Stated problem ->
Please locate every line in the entries below that contains the word "tightest" and copy each of those lines.

[Begin]

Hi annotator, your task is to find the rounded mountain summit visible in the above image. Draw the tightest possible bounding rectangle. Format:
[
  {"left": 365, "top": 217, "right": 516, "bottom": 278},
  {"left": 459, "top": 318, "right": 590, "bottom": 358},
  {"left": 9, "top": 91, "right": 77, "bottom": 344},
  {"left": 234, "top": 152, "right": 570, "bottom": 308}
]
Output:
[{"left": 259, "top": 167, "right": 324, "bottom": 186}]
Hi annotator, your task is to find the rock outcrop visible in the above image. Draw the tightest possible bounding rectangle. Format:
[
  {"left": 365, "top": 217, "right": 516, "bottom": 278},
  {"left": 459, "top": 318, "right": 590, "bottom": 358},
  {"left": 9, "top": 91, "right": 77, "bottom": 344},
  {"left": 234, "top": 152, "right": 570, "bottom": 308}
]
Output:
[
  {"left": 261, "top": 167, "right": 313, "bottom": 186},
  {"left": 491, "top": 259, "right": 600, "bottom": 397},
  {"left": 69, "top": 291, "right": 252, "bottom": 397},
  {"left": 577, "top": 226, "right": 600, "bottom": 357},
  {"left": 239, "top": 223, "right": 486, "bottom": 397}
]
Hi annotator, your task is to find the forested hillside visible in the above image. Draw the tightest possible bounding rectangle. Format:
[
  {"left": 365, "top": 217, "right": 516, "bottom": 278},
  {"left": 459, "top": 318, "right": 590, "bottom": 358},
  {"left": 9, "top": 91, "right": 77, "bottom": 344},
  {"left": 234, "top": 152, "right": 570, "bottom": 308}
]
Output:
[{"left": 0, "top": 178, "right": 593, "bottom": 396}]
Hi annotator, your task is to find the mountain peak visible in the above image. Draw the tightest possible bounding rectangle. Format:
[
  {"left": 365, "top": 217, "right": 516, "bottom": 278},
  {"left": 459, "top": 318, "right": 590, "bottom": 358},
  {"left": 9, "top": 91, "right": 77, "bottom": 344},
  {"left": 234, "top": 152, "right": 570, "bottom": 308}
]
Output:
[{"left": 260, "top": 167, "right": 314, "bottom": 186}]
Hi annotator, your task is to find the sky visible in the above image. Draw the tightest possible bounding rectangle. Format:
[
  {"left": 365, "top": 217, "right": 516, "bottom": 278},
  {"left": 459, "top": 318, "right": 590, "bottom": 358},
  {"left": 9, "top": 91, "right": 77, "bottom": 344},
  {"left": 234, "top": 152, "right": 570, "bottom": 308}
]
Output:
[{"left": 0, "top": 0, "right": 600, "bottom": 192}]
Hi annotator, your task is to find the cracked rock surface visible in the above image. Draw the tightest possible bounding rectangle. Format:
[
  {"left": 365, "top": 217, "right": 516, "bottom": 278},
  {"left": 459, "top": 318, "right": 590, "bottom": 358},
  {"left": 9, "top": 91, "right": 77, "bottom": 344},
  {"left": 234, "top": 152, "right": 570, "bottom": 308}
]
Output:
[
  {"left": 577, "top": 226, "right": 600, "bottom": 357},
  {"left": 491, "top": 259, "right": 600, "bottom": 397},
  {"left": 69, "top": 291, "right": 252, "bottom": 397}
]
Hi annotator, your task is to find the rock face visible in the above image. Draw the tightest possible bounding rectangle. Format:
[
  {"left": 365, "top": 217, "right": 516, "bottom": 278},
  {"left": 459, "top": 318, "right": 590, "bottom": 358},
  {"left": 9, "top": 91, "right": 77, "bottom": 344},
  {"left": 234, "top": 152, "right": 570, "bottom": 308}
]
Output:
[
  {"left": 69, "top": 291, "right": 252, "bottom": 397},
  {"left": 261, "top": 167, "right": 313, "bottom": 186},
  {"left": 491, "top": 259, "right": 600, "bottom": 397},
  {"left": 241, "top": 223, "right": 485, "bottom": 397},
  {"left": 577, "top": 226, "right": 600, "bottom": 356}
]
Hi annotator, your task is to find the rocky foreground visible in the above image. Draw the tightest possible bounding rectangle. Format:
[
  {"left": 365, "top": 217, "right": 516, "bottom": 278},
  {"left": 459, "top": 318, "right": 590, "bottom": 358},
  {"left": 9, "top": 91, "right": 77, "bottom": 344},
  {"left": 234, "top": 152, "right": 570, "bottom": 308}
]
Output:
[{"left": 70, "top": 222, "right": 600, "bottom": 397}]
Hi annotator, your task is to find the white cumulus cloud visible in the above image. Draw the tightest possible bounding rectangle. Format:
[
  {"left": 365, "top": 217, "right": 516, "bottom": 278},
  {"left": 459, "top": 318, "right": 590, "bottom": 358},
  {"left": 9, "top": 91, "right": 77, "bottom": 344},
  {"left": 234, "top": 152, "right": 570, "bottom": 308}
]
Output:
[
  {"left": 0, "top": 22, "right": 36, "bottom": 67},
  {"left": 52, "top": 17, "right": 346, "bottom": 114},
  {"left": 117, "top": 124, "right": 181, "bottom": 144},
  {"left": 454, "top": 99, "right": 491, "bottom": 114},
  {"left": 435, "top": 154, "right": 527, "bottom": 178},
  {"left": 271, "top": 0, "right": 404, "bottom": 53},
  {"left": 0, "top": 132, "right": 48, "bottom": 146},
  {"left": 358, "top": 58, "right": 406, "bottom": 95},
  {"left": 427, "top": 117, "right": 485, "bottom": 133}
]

[End]

The solution ->
Hi annotator, your task is to find the rounded mountain summit visible in the above image. Draw the tightest possible bounding rectangle. Format:
Hi annotator, your task is to find the rock outcrop visible in the above image. Draw the tightest possible bounding rectangle. Format:
Hi annotator, your task is to find the forested hillside visible in the above image. Draw the tightest possible bounding rectangle. Format:
Hi annotator, your task is to find the mountain peak visible in the above image. Draw the tightest possible bounding rectangle. Format:
Hi annotator, your task is to find the sky visible in the above image. Draw the tightest possible bounding rectangle. Format:
Hi annotator, your task is to find the cracked rock surface visible in the above image. Draw the tightest possible bounding rectangle. Format:
Hi annotator, your task is to find the rock face visible in the above image. Draw the tightest possible bounding rectangle. Format:
Hi annotator, your task is to find the rocky foreground visible in the above image. Draw the tightest possible bounding rectangle. Format:
Hi annotator, your task is to find the white cumulus cloud visible in the above image. Draw the tightest possible bounding rectangle. Format:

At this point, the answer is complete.